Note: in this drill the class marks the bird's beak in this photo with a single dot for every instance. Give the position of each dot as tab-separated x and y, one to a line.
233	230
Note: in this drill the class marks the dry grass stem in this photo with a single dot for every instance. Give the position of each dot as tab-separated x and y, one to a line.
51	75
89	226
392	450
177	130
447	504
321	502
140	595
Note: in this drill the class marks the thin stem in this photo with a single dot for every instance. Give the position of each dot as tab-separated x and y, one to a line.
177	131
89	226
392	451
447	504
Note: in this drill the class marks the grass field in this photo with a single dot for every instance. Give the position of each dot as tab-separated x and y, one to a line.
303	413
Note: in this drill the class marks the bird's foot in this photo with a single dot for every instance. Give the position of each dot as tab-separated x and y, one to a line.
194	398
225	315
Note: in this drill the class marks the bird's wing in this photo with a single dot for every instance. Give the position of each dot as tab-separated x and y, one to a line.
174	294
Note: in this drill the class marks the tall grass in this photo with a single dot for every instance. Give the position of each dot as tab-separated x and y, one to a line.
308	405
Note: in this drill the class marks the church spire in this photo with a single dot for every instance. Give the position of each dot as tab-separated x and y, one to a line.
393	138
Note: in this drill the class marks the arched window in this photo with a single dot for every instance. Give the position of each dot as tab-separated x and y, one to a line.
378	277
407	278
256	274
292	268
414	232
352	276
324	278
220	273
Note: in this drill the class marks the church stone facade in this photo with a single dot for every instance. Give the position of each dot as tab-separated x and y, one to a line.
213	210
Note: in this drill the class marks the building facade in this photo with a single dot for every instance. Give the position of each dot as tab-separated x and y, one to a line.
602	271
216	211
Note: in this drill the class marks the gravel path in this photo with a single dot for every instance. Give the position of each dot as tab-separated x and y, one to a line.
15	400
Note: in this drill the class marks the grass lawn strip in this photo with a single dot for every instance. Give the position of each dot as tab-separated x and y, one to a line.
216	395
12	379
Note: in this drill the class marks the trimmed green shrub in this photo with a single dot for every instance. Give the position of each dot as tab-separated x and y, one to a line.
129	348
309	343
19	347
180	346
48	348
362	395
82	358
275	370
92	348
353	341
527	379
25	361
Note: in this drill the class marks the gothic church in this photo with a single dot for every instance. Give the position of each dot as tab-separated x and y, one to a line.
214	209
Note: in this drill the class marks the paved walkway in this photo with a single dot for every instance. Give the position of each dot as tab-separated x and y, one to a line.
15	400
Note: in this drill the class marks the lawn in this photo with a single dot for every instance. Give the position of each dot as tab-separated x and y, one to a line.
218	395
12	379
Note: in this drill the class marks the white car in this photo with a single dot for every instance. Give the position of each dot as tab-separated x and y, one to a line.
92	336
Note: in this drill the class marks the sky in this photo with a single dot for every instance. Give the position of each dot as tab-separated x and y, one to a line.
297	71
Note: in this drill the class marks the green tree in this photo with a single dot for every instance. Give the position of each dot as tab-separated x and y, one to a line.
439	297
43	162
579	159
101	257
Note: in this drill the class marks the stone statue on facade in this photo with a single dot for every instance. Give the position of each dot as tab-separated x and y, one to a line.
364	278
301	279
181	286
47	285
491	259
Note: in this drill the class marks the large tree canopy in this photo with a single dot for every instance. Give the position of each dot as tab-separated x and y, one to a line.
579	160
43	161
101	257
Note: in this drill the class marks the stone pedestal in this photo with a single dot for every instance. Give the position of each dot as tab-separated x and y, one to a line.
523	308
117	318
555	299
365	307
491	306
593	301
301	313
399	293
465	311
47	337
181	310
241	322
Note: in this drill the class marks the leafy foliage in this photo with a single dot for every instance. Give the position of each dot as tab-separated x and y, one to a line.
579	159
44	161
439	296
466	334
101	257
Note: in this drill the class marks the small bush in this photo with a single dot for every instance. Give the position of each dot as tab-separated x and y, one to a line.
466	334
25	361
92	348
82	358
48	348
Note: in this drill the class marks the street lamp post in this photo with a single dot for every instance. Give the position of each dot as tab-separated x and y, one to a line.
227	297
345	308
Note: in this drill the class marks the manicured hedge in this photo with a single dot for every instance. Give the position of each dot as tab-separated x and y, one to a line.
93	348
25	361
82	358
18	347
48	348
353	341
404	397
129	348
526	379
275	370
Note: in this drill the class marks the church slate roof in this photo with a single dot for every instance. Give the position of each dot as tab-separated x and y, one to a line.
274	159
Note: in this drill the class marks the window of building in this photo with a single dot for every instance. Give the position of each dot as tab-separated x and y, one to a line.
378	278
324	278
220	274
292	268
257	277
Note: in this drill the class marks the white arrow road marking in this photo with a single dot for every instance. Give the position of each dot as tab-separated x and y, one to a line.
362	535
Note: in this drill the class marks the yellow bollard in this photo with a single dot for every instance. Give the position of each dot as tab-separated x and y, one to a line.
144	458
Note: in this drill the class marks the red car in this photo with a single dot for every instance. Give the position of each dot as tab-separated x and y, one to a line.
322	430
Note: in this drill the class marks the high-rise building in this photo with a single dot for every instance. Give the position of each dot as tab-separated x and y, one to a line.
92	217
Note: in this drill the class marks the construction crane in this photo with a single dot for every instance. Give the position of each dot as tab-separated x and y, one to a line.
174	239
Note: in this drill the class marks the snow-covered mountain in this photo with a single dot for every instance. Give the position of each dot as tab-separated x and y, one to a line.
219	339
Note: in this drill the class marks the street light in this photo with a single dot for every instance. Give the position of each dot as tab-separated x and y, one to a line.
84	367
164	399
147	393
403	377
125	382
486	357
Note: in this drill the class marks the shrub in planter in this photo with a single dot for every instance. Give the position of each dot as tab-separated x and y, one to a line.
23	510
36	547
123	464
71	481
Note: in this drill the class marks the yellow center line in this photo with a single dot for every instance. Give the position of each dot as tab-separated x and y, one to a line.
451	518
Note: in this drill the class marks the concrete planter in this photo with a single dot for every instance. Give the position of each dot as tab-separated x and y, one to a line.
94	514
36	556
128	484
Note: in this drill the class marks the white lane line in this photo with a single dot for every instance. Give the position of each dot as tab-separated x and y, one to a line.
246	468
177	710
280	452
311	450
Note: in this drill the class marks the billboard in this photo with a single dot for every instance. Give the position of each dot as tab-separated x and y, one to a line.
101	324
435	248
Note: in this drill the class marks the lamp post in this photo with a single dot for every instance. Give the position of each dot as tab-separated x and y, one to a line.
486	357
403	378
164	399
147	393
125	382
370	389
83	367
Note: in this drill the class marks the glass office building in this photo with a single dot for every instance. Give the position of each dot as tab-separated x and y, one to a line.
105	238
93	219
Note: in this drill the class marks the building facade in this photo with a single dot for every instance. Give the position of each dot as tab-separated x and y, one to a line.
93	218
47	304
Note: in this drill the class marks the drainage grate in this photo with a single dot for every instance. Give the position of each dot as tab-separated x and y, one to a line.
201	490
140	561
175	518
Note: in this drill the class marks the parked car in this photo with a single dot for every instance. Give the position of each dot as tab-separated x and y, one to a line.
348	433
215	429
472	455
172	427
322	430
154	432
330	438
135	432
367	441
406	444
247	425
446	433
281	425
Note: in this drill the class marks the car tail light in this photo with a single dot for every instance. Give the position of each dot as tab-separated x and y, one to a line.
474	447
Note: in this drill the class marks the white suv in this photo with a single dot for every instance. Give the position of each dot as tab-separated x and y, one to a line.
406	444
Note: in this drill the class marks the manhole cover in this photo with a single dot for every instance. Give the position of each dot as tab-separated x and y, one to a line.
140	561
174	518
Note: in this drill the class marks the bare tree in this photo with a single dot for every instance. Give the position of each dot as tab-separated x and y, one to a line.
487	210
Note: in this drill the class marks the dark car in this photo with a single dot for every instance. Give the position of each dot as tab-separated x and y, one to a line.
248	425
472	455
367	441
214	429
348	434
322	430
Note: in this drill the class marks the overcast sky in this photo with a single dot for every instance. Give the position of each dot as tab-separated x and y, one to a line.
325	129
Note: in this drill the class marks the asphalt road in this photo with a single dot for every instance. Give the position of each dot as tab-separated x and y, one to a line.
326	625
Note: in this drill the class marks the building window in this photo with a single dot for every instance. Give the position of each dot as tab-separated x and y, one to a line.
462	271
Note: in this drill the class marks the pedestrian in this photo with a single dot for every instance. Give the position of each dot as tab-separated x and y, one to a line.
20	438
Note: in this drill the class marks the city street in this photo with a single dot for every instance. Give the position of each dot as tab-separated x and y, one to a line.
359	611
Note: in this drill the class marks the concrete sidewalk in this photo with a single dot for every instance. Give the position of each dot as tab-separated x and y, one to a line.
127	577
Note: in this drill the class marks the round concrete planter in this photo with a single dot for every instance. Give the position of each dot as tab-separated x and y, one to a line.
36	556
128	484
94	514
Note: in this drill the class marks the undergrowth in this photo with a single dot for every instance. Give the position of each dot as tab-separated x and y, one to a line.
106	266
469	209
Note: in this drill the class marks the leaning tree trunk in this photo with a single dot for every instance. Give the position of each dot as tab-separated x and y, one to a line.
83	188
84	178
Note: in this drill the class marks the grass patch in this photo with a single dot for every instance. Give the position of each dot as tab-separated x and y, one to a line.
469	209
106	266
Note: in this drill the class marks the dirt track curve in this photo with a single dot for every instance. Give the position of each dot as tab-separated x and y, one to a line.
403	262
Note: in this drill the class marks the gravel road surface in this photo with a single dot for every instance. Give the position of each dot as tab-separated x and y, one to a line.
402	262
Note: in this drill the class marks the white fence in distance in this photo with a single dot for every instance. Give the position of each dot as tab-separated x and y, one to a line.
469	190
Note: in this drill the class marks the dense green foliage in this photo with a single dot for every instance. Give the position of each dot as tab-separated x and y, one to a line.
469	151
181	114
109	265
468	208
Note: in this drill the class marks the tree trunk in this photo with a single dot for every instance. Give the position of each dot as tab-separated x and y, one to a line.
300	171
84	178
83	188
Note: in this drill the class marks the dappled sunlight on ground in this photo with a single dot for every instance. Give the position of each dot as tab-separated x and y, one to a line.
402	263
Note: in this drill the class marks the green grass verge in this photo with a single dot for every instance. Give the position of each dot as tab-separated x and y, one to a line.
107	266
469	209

**TASK DETAILS**
Using the records above, please retype only the run of lines from the line holding "Note: in this drill the class marks the gravel road" through the last line, both ends included.

**THE ANSWER**
Note: in this drill the class marks the gravel road surface in this photo with a single dot for every instance. Give the position of each dot as tab-separated x and y, one to a line.
402	262
Note: in this drill the class marks the white fence in distance in this photo with a single dot for every instance. Give the position of each dot as tab-separated x and y, one to a line.
469	190
Note: in this drill the class marks the dense green foliage in this photo with a single dot for every instance. Give the position of each dot as tab-separated x and y, one to a line.
469	151
181	114
109	265
468	208
Note: in this drill the class marks the tree trunk in this photo with a single dot for every instance. Give the position of each dot as tab-separated x and y, one to a line.
300	171
84	178
83	188
Note: in this drill the class marks the dappled sunlight on ground in this photo with a single dot for every instance. Give the position of each dot as tab-separated x and y, one to a line.
402	263
Note: in this drill the class marks the green grass verge in this photo with a single dot for every instance. Give the position of each dot as tab-separated x and y, one to a line.
107	266
469	209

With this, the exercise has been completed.